Continue the passage about tree-planting projects, from the Annabel's for the Amazon drive to the 9/11 memorial garden, starting right after its final sentence.

START Passage for review

Spanning from sidewalk to roof and covering the entrance to Annabel's in London is an installation teeming with ferns, florals and a flock of vibrant macaws. The world-famous private member's club Annabel's hosted the inaugural Annabel's for the Amazon, a huge drive to help save the Amazon Rainforest, hosted by the Caring Family Foundation in partnership with One Tree Planted. Through this event, The Caring Family Foundation and One Tree Planted aim to plant 1 million trees by March 2023 — restoring approximately 600 hectares of forest!
To commemorate the 20th anniversary of 9/11 and in honor of the New England lives lost that day, we created a memorial garden at Gillette Stadium in partnership with the New England Patriots and the New England Revolution. On September 9th, a ceremony was held at the stadium to unveil the planting and launch the opening of two other exhibits for the 20th anniversary of 9/11: a display wall, and a memorial of steel from the World Trade Center.
In true New England fashion, this memorial garden was a team effort. As a country, we've had to unite over the last 20 years to heal from this experience. And like trees, we're stronger when we stand together. We hope that this 9/11 Memorial Tree Planting serves as a reminder of our collective strength in overcoming hardships. Not only will these trees be a living installation of resilience, they'll also provide hope and beauty to all those who visit the garden to remember the brave souls who endured this tragic event.

END Passage for review
START Supplied material

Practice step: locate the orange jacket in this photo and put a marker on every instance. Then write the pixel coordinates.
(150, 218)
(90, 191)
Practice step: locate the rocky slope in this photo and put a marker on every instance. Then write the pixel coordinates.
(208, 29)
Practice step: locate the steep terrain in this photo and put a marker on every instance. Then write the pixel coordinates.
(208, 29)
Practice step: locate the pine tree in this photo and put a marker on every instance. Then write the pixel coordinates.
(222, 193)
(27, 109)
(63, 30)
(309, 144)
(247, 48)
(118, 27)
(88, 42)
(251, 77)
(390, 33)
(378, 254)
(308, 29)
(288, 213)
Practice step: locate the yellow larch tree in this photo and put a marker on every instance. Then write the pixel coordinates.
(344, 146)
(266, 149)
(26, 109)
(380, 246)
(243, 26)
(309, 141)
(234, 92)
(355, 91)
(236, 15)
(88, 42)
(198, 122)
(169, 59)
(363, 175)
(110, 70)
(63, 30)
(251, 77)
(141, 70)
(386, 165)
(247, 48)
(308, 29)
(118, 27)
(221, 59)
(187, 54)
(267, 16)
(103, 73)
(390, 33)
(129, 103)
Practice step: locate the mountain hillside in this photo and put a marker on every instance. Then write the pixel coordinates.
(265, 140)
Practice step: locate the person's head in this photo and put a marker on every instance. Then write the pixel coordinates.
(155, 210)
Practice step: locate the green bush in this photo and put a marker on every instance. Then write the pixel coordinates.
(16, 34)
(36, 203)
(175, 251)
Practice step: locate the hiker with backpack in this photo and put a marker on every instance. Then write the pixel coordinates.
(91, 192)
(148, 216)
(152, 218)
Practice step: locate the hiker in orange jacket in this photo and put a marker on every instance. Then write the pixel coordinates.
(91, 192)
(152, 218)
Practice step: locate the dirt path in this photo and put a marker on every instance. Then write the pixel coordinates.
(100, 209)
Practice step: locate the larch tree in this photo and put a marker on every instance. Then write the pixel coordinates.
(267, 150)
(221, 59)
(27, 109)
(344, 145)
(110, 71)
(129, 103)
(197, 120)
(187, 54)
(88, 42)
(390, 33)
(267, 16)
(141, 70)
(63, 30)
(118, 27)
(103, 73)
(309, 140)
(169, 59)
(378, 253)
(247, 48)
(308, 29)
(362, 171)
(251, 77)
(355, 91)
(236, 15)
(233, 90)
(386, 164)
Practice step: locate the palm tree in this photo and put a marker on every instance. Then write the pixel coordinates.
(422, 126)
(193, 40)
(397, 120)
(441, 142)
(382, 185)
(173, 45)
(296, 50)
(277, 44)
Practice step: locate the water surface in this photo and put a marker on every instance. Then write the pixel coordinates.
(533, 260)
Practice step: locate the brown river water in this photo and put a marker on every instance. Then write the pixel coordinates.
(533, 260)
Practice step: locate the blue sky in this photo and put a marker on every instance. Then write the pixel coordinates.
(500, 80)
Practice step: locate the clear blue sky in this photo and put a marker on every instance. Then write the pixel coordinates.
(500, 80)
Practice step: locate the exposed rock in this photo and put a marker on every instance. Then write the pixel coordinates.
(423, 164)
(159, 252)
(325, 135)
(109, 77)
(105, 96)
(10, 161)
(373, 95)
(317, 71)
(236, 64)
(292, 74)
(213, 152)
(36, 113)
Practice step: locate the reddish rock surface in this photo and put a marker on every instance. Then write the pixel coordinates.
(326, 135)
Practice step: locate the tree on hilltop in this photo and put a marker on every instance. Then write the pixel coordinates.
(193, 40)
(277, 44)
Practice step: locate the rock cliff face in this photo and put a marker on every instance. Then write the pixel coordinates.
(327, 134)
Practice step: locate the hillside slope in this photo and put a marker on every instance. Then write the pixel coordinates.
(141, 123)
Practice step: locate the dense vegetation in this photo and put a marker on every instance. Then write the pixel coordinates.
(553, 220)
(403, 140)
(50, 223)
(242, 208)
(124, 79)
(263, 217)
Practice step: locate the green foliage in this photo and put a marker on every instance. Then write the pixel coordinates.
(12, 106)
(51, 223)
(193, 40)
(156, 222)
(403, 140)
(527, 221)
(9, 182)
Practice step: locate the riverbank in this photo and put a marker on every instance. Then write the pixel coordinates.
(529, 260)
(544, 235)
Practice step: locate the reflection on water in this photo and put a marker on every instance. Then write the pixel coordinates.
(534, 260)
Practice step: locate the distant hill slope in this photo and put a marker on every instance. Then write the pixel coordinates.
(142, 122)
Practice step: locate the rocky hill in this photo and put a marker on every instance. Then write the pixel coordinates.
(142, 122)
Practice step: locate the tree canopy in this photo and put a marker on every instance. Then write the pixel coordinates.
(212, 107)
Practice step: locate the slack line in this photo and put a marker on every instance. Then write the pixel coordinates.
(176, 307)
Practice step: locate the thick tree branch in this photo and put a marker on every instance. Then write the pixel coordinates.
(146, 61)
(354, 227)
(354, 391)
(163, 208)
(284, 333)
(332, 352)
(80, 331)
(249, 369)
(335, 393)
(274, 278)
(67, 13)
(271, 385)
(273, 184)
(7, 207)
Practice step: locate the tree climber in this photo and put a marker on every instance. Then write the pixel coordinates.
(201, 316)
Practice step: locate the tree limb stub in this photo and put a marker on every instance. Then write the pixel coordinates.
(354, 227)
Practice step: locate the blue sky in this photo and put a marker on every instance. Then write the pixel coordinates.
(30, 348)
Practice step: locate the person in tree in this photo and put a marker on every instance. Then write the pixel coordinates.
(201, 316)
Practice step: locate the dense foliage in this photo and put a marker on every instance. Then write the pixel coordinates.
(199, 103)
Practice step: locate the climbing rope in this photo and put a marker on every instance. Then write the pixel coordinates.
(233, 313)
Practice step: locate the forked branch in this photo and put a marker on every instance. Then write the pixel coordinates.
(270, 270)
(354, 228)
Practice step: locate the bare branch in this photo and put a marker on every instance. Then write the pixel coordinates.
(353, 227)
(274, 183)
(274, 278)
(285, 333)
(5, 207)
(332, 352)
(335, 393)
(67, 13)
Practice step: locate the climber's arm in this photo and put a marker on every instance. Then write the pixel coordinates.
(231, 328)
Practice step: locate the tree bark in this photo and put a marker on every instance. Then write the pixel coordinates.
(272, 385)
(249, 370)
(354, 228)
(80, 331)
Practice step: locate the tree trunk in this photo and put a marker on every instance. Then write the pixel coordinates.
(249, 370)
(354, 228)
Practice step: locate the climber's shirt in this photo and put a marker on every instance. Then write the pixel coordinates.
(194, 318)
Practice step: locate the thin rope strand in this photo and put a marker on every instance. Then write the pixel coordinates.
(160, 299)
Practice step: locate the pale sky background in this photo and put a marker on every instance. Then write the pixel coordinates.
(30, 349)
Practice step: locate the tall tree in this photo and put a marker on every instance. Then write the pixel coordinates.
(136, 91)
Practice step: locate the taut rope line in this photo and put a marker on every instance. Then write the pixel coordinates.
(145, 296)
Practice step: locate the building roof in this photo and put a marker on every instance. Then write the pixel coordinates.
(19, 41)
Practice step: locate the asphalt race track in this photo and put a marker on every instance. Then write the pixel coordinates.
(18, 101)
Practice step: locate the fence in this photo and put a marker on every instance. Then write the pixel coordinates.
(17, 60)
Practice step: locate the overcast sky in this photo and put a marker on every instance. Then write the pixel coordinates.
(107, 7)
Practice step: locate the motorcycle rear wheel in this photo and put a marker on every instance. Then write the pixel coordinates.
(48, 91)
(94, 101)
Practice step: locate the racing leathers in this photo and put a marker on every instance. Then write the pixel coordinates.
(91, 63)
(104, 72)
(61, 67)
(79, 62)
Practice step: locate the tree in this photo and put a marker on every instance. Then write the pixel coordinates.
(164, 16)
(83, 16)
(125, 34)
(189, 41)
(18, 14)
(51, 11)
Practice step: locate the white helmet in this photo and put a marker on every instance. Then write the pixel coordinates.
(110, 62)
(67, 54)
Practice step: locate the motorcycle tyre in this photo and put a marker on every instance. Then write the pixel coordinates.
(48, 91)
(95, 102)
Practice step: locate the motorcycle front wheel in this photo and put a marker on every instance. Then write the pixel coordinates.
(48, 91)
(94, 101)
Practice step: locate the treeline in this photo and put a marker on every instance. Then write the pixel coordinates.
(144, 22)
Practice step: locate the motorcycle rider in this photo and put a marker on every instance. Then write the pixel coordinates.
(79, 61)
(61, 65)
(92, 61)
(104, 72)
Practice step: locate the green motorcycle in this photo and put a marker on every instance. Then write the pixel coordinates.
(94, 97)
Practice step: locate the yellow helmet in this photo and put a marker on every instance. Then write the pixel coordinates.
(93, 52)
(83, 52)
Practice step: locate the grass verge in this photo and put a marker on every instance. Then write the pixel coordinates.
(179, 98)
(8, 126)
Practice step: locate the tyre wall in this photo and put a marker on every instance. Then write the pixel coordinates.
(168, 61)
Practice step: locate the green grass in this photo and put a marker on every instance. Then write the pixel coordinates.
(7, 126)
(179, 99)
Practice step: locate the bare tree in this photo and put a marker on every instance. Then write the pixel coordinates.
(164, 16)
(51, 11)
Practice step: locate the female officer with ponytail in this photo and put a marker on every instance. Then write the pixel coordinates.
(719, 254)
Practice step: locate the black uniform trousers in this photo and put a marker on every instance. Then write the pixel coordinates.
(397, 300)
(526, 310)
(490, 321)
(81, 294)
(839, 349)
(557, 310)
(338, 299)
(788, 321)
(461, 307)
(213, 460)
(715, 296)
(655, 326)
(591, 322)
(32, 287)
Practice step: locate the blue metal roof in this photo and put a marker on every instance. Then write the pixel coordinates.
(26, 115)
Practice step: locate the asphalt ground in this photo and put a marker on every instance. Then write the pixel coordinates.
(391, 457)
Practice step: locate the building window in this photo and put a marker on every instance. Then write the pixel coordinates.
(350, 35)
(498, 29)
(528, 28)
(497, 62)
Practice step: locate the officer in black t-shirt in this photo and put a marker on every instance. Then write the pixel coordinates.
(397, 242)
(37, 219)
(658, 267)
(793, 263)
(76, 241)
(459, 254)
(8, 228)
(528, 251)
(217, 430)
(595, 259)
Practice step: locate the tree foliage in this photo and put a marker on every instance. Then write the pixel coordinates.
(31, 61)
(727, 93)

END Supplied material

> [Response area]:
A recent study published in the Journal of Applied Ecology found that the use of large herbivores can be an effective means of preventing and mitigating wildfires — especially in places facing land abandonment due to socioeconomic conditions. When land is abandoned, it gradually becomes overgrown with bushes, and trees accumulate combustible plant material. This greatly increases wildfire risk and can trigger costly investment in increasing firefighting capacity. By allowing large herbivores to do what they do best, municipalities can replace much more costly solutions like firefighting or mechanical vegetation removal.
Another month, another reforestation update that's chock full of project stories and interesting facts to brighten your day. From India and Costa Rica to Brazil and Ghana, tune in for a fresh-from-the-field update courtesy of our awesome forest ambassadors Kyleigh and Nicole!
From heat stroke to asthma and more, climate change increases the risk of many health problems. Despite this, many medical schools haven't been teaching about the connections between climate change and health. Two students at the Emory University School of Medicine set out to change that. They worked together to study these connections, and developed a proposal to integrate climate change content into the standard course of study for first year medical students. Thanks to their hard work, Emory University approved their proposal, ensuring that tomorrow's physicians will be better prepared to practice medicine in a warming world!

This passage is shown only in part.